### [Texte fourni]
=======

Les IPLC du Népal ont demandé aux fonctionnaires de réviser le NBSAP afin d’intégrer les questions autochtones dans les objectifs et les indicateurs nationaux. Ils demandent que cette révision reconnaisse et intègre leurs connaissances et leurs droits traditionnels, tout en reconnaissant les peuples autochtones comme des détenteurs de droits et non comme de simples parties prenantes.

Une femme emmène des chèvres paître dans la jungle à Jimling, Korak, Rapti Municipality -11, district de Chitwan au Népal. Photo de l'auteur. Utilisée avec permission.
Défis et contraintes actuels
On estime que 65 % des terres ancestrales des peuples autochtones sont aujourd'hui occupées par des zones protégées, telles que des parcs nationaux et des réserves de faune et de flore, qui ont contraint les communautés autochtones à quitter leurs terres. Au Népal, les lois, les réglementations et les politiques sont de plus en plus favorables aux entreprises plutôt qu'aux populations autochtones.
Pour en savoir plus : « Do national parks and wildlife conservation regulations in Nepal benefit Indigenous people ? » (Les parcs nationaux et les réglementations relatives à la conservation de la faune et de la flore au Népal profitent-ils aux populations autochtones ?)

=======

### [Lignes fournies]

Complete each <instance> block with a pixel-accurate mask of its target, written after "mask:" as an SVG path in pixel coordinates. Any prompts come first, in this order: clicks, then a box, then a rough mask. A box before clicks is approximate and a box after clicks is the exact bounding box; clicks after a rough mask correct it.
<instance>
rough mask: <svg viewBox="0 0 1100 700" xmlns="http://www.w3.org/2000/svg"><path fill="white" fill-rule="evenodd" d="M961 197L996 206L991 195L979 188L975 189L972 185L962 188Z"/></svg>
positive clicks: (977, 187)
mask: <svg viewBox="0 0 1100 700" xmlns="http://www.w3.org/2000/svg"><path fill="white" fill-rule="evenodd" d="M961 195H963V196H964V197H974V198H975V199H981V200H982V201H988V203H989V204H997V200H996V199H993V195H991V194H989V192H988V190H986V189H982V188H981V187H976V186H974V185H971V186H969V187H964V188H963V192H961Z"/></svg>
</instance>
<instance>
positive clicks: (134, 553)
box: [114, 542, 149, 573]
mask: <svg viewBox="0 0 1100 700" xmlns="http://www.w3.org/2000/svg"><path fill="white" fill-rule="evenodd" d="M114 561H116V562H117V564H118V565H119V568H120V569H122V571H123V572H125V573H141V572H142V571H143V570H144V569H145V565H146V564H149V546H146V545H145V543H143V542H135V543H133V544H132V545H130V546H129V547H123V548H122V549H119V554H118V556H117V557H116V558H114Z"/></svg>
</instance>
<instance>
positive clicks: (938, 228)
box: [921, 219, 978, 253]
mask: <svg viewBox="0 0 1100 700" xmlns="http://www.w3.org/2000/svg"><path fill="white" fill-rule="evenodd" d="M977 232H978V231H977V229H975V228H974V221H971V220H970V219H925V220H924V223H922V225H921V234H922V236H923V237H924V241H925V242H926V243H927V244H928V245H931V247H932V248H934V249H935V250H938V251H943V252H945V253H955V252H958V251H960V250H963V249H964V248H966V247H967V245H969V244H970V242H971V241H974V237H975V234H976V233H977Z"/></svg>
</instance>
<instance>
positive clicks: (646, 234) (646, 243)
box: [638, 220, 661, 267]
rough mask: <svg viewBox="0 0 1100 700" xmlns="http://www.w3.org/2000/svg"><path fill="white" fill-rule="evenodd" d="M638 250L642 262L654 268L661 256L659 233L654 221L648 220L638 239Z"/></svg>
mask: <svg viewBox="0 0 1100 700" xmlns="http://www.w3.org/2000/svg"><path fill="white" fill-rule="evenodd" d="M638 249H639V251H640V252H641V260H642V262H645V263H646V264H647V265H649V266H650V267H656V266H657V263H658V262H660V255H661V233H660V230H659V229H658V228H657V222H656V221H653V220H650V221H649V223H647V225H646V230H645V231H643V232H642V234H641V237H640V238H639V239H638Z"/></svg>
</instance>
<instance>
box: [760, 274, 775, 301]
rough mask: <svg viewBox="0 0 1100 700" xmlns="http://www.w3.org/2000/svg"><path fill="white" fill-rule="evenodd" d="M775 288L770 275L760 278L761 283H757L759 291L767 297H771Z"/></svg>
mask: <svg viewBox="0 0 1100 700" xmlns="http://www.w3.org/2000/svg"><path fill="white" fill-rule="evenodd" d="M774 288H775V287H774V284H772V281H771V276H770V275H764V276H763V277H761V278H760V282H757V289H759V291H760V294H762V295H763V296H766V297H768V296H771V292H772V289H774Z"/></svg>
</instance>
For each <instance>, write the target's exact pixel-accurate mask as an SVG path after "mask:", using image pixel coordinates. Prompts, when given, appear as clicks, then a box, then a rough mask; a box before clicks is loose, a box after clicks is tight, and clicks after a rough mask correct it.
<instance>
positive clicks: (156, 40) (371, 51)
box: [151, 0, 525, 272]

=======

### [Tâche à réaliser]
Recopiez fidèlement, dans le texte sur les peuples autochtones du Népal, le passage allant de « Les IPLC du » jusqu'à « simples parties prenantes. ».

### [Réponse attendue]
Les IPLC du Népal ont demandé aux fonctionnaires de réviser le NBSAP afin d’intégrer les questions autochtones dans les objectifs et les indicateurs nationaux. Ils demandent que cette révision reconnaisse et intègre leurs connaissances et leurs droits traditionnels, tout en reconnaissant les peuples autochtones comme des détenteurs de droits et non comme de simples parties prenantes.